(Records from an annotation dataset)
* begin *

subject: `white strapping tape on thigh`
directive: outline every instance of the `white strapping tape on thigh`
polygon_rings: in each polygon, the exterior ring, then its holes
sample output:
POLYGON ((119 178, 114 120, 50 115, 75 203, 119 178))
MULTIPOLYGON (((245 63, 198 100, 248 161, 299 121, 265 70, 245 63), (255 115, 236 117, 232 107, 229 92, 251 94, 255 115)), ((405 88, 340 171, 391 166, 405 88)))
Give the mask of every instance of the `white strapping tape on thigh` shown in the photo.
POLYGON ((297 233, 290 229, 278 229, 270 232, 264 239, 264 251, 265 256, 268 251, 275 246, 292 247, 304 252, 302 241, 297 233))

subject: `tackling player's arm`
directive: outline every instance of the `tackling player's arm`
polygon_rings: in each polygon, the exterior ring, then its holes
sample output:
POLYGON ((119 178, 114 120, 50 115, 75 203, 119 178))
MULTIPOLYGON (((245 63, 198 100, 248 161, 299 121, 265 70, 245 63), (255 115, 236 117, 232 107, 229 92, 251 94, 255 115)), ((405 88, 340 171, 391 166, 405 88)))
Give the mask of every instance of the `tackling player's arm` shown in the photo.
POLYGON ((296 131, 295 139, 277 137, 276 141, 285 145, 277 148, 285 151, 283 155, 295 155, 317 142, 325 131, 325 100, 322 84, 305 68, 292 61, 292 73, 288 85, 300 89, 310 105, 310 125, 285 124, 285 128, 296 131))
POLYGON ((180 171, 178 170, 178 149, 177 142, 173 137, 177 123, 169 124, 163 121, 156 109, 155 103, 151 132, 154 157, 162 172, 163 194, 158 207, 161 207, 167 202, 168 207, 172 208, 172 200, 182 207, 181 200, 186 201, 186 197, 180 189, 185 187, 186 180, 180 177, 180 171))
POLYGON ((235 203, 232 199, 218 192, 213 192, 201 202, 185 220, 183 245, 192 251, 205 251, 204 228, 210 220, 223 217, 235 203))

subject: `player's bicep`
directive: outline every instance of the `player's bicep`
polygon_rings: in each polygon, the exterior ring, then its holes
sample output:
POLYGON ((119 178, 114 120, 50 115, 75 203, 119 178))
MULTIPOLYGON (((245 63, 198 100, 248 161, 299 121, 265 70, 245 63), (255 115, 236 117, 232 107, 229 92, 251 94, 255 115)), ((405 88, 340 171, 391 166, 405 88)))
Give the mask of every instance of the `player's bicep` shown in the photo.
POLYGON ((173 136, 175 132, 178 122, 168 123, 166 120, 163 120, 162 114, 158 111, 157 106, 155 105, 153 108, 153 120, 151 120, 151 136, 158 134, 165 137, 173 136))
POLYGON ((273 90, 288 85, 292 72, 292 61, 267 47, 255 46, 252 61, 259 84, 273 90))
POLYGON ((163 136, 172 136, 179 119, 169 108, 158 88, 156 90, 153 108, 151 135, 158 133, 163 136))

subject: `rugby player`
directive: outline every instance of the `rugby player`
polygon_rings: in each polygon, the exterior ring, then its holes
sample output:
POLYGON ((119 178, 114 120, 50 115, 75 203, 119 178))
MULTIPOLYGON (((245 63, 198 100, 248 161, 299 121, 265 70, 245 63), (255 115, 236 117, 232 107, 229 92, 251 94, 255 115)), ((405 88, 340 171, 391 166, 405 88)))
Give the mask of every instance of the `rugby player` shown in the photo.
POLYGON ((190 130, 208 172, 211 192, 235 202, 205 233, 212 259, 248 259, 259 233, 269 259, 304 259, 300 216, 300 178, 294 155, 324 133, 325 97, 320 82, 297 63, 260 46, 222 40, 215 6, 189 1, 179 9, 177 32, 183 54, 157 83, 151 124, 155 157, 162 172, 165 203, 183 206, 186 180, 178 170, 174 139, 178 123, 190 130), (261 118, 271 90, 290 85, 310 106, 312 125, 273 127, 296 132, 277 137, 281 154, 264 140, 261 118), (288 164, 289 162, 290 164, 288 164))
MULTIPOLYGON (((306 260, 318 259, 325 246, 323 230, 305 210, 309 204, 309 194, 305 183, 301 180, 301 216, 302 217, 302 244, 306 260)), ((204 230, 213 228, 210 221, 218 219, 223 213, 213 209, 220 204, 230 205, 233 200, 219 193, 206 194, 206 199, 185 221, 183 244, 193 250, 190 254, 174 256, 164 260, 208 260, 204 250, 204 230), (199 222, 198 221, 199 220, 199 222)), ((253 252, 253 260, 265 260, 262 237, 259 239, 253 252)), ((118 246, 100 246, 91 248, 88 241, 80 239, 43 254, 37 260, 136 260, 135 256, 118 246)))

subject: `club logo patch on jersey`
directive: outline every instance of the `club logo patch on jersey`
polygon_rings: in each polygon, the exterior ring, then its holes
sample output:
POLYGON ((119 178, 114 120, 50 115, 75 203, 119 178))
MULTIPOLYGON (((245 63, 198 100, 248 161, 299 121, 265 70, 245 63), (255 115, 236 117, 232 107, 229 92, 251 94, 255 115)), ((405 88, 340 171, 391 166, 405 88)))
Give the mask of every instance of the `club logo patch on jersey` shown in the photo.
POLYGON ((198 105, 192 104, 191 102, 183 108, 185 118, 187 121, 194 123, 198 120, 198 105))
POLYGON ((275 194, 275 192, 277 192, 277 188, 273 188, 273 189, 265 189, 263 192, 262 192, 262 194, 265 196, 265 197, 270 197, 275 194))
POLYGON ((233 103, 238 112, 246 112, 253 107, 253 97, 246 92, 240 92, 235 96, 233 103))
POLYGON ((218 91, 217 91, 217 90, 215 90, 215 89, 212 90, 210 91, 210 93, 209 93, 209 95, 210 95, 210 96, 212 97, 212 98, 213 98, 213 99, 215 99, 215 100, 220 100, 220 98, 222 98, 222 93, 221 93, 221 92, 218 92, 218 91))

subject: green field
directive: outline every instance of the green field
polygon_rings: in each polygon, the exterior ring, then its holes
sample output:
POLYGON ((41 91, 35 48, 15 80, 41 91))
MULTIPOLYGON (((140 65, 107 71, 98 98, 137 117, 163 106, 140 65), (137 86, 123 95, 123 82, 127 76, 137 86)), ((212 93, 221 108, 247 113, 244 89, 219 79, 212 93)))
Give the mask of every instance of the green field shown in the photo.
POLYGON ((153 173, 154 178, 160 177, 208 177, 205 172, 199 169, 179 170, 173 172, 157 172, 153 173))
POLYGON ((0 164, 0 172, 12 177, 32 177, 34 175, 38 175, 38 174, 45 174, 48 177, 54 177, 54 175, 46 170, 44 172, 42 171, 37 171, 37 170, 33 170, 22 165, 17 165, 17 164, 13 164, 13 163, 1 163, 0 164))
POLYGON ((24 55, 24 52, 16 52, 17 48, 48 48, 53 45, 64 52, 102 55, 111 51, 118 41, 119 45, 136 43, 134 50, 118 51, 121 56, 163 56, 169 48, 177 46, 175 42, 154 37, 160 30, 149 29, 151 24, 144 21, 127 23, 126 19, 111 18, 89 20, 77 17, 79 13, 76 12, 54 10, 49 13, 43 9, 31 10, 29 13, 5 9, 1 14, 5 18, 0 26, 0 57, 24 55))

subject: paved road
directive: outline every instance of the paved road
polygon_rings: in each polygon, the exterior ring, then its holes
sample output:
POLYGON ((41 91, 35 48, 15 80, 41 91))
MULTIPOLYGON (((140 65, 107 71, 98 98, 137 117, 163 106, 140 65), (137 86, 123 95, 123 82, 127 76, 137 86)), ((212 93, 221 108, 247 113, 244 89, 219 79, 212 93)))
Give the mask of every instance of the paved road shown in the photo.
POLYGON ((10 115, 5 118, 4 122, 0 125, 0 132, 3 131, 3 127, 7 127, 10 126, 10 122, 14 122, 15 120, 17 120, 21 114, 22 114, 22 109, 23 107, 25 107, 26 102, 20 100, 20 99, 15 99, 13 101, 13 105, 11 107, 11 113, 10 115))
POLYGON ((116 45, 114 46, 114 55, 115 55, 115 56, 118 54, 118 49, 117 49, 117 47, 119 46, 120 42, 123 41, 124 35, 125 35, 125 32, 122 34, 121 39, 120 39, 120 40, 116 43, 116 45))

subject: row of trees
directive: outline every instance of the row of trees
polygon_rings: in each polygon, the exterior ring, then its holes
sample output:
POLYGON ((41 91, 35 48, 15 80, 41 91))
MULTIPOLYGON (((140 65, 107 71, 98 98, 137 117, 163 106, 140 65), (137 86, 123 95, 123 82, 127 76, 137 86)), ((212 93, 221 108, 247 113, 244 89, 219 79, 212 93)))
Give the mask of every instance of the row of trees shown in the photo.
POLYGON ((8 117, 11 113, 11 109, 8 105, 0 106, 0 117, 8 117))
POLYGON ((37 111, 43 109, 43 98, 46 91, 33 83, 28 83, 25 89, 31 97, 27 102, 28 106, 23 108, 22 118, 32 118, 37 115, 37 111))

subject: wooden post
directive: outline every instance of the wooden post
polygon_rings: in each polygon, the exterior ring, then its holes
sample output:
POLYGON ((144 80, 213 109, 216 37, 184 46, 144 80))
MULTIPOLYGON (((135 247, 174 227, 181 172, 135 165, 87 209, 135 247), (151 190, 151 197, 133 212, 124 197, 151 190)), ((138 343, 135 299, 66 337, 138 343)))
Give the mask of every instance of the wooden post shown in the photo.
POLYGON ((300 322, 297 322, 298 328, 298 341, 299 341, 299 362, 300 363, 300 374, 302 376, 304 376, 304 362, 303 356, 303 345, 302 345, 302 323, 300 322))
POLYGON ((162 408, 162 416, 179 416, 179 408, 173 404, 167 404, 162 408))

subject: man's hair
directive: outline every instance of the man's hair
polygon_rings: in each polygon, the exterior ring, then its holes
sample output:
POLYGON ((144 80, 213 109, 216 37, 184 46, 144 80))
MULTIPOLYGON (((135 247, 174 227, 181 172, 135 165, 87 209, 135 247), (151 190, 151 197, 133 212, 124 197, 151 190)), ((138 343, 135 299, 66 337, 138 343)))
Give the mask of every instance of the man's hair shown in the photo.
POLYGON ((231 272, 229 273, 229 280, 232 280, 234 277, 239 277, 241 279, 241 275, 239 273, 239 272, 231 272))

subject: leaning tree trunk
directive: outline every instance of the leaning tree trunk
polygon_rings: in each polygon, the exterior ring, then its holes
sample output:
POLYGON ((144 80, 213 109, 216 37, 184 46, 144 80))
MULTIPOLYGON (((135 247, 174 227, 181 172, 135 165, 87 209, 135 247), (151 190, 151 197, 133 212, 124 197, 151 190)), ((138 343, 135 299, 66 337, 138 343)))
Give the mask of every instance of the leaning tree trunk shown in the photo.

* end *

▸ **EXERCISE AIM**: Find every line in the entries above that contains the word "subject", and copy each of those lines.

▸ **ANSWER**:
subject: `white strapping tape on thigh`
subject: `tackling player's arm`
subject: `player's bicep`
subject: `rugby player`
subject: `club logo patch on jersey`
subject: green field
subject: paved road
subject: row of trees
subject: wooden post
subject: man's hair
subject: leaning tree trunk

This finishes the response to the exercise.